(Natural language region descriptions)
________________________________________

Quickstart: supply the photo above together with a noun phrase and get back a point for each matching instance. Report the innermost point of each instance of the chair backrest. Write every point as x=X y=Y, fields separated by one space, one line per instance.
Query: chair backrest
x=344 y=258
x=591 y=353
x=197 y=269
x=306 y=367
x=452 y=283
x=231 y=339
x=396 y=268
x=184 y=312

________________________________________

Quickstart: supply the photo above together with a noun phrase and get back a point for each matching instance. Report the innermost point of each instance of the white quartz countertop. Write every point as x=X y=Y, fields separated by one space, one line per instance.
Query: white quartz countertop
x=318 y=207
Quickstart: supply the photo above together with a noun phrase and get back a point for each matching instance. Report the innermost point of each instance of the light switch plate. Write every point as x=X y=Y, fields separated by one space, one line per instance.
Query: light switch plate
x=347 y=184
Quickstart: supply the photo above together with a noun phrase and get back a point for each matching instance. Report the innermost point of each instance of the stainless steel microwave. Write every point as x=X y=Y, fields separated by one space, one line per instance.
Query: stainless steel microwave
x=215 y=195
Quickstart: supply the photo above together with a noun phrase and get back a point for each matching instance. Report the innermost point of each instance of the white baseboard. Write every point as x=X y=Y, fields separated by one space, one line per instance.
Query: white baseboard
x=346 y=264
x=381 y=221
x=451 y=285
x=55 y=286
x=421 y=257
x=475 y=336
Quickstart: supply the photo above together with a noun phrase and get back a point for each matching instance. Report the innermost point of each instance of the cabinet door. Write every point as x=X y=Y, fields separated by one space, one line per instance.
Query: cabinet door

________________________________________

What to produce – Go line by line through the records and copy those that contain the word "cabinet".

Problem solution –
Quickstart: supply the photo above together with a noun phrase and get back a point for each matching instance. Report the innermost point of each instance of the cabinet door. Write every point as x=X y=Y, fields separated by one space, one line per instance.
Query: cabinet door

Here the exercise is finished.